DEINE AUFGABE
Entnimm den folgenden Einträgen sämtliche Zeilen und gib sie unverändert wieder. Lass die Bilder dabei weg.

—————

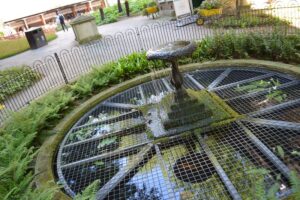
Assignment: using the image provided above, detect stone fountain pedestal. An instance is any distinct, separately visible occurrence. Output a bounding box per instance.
[147,41,212,130]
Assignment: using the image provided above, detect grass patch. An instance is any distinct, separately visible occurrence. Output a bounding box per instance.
[0,33,300,200]
[0,33,57,59]
[208,14,290,28]
[192,31,300,64]
[92,0,152,26]
[0,66,41,101]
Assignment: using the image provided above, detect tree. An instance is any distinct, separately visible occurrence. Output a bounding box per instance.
[235,0,241,18]
[118,0,123,13]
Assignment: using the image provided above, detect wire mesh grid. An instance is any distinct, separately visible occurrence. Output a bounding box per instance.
[190,70,224,87]
[215,72,291,99]
[243,121,300,174]
[106,146,174,200]
[61,125,148,164]
[140,79,169,104]
[57,68,300,199]
[226,81,300,114]
[183,75,200,90]
[77,104,132,126]
[204,123,287,199]
[107,87,143,105]
[160,137,230,199]
[62,149,143,196]
[218,70,264,86]
[254,102,300,123]
[66,110,144,144]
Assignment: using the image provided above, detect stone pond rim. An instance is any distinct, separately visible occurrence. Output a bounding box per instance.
[35,60,300,199]
[146,41,197,61]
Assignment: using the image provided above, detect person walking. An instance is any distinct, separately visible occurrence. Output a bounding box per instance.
[56,11,68,32]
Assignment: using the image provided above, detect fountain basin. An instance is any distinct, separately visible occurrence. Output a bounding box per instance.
[147,41,197,61]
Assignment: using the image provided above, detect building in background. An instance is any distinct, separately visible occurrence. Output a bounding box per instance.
[0,0,107,35]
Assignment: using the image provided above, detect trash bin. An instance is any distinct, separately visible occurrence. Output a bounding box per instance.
[25,27,48,49]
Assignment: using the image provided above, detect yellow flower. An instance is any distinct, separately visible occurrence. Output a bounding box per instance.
[0,104,5,110]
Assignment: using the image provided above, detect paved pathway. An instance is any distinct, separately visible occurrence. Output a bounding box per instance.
[0,16,170,70]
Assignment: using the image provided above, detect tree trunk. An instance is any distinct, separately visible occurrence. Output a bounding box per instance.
[235,0,241,18]
[118,0,123,13]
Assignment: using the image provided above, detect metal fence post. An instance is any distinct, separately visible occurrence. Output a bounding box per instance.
[135,27,144,51]
[54,53,69,84]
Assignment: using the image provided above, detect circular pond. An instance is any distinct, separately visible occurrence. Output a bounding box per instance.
[56,67,300,199]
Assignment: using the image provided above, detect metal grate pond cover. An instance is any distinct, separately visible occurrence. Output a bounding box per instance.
[56,67,300,200]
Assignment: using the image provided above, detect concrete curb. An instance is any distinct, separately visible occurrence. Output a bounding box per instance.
[35,60,300,200]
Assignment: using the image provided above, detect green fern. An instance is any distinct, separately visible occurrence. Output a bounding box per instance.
[75,180,100,200]
[290,171,300,200]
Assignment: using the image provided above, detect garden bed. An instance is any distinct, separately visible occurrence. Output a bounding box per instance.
[0,33,57,59]
[0,66,42,101]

—————

AUSGABE
Assignment: using the image provided above, detect stone fountain pedestal. An instance is any distinct, separately visible occurrence. Output a bounding box per instance.
[147,41,212,130]
Assignment: using the image provided above, detect grass patch. An instance is any distinct, separately visible occurrence. Output a bounding box per instance.
[0,33,300,200]
[0,33,57,59]
[208,14,290,28]
[192,31,300,64]
[92,0,152,26]
[0,66,41,101]
Assignment: using the image provided above, detect tree. An instance is any distinct, separately visible occurrence. Output a bounding box per instance.
[235,0,241,18]
[118,0,123,13]
Assignment: using the image provided above, detect wire mesh grid. An instance is any distinct, separately visible occurrence. Output a bounding box per instance.
[190,70,224,87]
[215,72,291,99]
[243,121,300,174]
[106,146,174,200]
[61,125,148,164]
[140,79,169,104]
[57,68,300,199]
[226,81,300,114]
[183,75,200,90]
[77,104,132,126]
[204,123,287,199]
[107,87,143,105]
[160,137,230,199]
[62,149,143,196]
[218,70,264,86]
[254,102,300,123]
[66,110,144,144]
Assignment: using the image provided above, detect stone pond rim. An instance is any distinct, separately visible occurrence. Output a bounding box per instance.
[35,60,300,199]
[146,41,197,61]
Assignment: using the image provided above, detect person walking. An instance is any distinct, separately visible occurrence. Output a bounding box per instance.
[56,11,68,32]
Assignment: using the image provided above, detect fountain basin. An instance is any distinct, separately visible occurrence. Output a bounding box per instance.
[147,41,197,61]
Assignment: using the image provided above, detect building in background. An instance is any distinct, separately visible occurrence. Output a bounding box per instance.
[0,0,107,35]
Assignment: using the image provided above, detect trash bin. An instance is any distinct, separately visible occurrence. Output a bounding box per instance.
[25,27,48,49]
Assignment: using the image provided above, detect yellow flower. An instance is any distinct, separately visible occurrence. Output a bounding box per instance.
[0,104,5,110]
Assignment: using the image provided above, detect paved pathway. An instance is any distinct, separately visible occurrence. Output a bounding box per instance.
[0,16,170,70]
Assignment: using the image provided above, detect tree trunk. An instance is any distinct, separately visible occurrence. Output a bounding box per instance.
[235,0,241,18]
[118,0,123,13]
Assignment: using the image provided above, detect metal fence post. An instance is any distinct, separately visible occurrence. Output a bounding box per instance.
[135,27,144,51]
[54,53,69,84]
Assignment: using the image provided above, detect circular pond. An instance is any distinct, separately visible occurrence. Output a bounding box per instance.
[56,67,300,199]
Assignment: using the image provided above, detect metal grate pond cover. An instance is any distinct, separately visible occurrence. Output a bounding box per instance.
[56,67,300,200]
Assignment: using the image provided above, detect concrete curb. An instance is any distinct, separately visible occurrence. Output a bounding box per instance.
[35,60,300,200]
Assignment: using the image provided above, detect green fern. An instance is any distinct, separately visible occurrence. Output a bounding box per instance.
[75,180,100,200]
[290,171,300,200]
Assignment: using the image provided above, detect garden bed. An instance is any distinct, separately visible occurrence. Output a bounding box per instance.
[0,33,57,59]
[0,66,42,101]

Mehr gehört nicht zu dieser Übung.